Duke Waits For Latest LEED Certification

New "K4" residence hall could give Duke its 23rd LEED building

The new Keohane residence hall  on West Campus is likely to become Duke's 23rd LEED certified building, adding to the university's already impressive list of sustainable structures.

The building, which is the fourth side of Keohane Quad, would become the  latest building recognized by the U.S. Green Building for green building design, construction, operations and maintenance solutions. The new building is expected to earn a silver LEED (Leadership in Energy and Environmental Design) rating, the second of four levels that range from "certified" to "platinum," the highest rating

"As part of our Climate Action Plan, it's important for Duke to make the commitment to green building not only to help reduce Duke's carbon emissions, but be a leader in sustainability," said Tavey Capps, Duke sustainability director. "The new Keohane building is just part of our continued efforts to make sustainability a campus-wide priority."

· · · · · · ·

**EXERCISE REQUIREMENTS**
1: Read the Duke LEED article. For each statement, answer yes or no and quote the words from the article that decide it.
(a) The new Keohane residence hall is on East Campus.
(b) Silver is the second of the four LEED levels.
(c) The new building would be Duke's 20th LEED certified building.
2: List every LEED rating level that the Duke LEED article names.

· · · · · · ·

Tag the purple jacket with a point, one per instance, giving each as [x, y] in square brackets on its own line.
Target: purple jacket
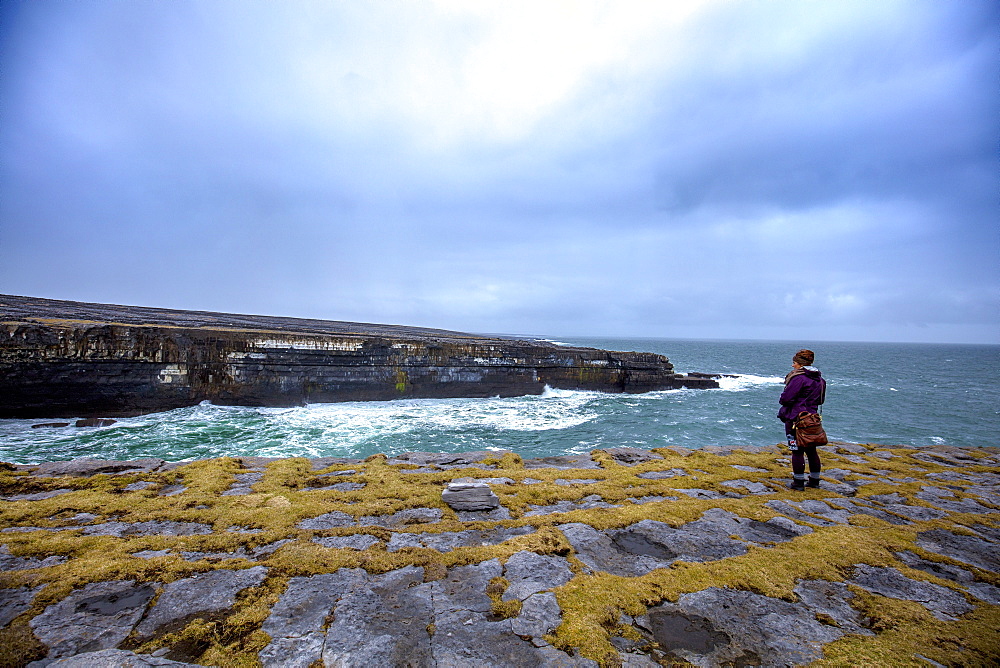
[804, 391]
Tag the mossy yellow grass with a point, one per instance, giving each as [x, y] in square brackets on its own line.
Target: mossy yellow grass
[592, 603]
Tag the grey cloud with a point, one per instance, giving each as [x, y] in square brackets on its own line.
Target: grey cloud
[188, 155]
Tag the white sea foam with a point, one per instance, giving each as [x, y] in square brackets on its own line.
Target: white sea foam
[743, 382]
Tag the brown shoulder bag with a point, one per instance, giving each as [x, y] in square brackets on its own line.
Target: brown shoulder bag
[809, 430]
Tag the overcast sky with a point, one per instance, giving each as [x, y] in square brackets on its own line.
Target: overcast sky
[788, 170]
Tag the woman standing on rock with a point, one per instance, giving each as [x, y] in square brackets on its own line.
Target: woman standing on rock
[805, 391]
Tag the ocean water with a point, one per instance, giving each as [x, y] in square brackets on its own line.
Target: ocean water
[915, 394]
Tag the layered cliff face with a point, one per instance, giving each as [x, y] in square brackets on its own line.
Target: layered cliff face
[62, 358]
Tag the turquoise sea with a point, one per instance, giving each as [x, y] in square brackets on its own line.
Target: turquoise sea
[889, 393]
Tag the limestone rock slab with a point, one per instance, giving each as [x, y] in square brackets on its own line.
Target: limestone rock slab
[945, 604]
[972, 550]
[116, 658]
[200, 595]
[97, 616]
[382, 621]
[719, 626]
[470, 496]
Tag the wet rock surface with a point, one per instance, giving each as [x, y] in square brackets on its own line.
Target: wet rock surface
[332, 579]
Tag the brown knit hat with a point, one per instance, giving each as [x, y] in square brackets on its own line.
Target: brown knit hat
[804, 357]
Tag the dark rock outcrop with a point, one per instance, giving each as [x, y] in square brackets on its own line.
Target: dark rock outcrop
[60, 358]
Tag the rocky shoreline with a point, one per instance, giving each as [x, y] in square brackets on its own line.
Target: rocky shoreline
[62, 359]
[620, 557]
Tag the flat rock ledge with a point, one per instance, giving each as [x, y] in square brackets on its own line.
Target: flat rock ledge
[618, 557]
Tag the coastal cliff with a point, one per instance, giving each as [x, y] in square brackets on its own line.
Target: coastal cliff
[61, 358]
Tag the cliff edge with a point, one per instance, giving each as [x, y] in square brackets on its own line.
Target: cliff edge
[62, 358]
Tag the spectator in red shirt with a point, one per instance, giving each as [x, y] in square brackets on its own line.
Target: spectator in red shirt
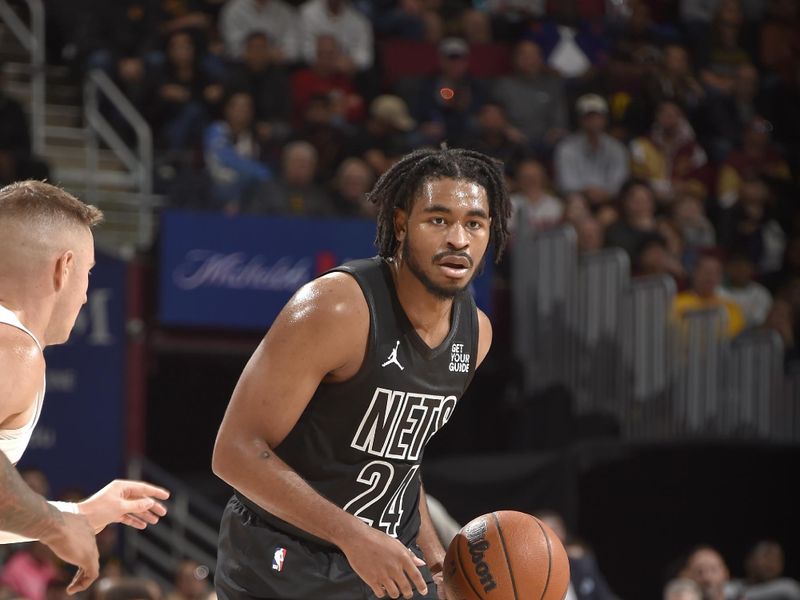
[327, 75]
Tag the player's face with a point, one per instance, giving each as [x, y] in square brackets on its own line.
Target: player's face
[445, 236]
[76, 284]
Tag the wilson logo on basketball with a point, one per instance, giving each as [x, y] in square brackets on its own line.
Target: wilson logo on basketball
[476, 540]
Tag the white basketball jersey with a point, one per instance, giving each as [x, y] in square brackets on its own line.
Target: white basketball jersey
[13, 442]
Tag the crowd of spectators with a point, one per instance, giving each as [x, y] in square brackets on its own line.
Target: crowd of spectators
[669, 130]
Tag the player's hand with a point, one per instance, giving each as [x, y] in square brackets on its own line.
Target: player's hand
[73, 542]
[132, 503]
[438, 579]
[385, 565]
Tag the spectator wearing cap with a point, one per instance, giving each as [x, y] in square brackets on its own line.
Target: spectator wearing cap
[352, 183]
[704, 293]
[295, 192]
[339, 19]
[450, 98]
[386, 135]
[533, 98]
[533, 207]
[276, 19]
[740, 286]
[495, 137]
[590, 161]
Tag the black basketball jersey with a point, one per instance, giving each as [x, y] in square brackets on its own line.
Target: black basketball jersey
[359, 443]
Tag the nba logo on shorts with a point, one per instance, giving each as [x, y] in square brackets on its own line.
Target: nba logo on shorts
[277, 559]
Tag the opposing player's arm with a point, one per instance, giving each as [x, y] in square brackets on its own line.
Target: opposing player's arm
[21, 376]
[484, 336]
[23, 512]
[321, 334]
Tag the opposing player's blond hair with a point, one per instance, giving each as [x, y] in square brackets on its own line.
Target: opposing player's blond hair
[34, 201]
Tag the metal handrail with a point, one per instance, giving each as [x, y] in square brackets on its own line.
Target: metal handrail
[140, 163]
[32, 39]
[189, 530]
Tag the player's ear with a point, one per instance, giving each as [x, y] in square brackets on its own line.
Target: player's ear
[63, 267]
[400, 224]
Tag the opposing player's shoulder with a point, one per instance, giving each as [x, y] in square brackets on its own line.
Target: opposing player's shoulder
[21, 370]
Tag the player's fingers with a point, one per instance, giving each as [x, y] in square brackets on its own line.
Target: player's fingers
[132, 521]
[137, 489]
[137, 506]
[404, 585]
[159, 509]
[416, 578]
[147, 517]
[390, 587]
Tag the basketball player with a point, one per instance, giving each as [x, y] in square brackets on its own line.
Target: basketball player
[325, 431]
[46, 252]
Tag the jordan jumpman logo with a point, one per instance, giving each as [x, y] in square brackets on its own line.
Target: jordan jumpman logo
[393, 357]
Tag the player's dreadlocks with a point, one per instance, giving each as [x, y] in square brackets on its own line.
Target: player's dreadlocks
[398, 187]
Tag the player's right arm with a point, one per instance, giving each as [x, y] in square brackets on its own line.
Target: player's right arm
[321, 334]
[23, 512]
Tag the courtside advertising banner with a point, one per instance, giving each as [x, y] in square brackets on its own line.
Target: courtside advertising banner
[79, 440]
[237, 272]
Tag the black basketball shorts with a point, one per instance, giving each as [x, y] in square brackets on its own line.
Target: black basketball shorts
[257, 561]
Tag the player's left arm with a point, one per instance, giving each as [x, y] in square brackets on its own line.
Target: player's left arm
[427, 539]
[484, 337]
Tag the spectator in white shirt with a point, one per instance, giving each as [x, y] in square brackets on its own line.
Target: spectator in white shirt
[752, 297]
[590, 161]
[274, 18]
[339, 19]
[532, 203]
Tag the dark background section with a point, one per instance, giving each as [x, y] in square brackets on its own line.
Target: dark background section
[641, 507]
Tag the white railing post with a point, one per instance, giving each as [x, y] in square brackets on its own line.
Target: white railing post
[32, 39]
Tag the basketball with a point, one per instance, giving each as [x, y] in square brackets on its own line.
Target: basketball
[506, 555]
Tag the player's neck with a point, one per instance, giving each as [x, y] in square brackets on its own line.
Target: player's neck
[33, 315]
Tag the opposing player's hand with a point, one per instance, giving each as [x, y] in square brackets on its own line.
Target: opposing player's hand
[73, 542]
[386, 565]
[438, 579]
[132, 503]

· · · · · · ·

**SET OF ANSWERS**
1:
(a) No: "on West Campus"
(b) Yes: "a silver LEED (Leadership in Energy and Environmental Design) rating, the second of four levels"
(c) No: "Duke's 23rd LEED certified building"

2: certified, silver, platinum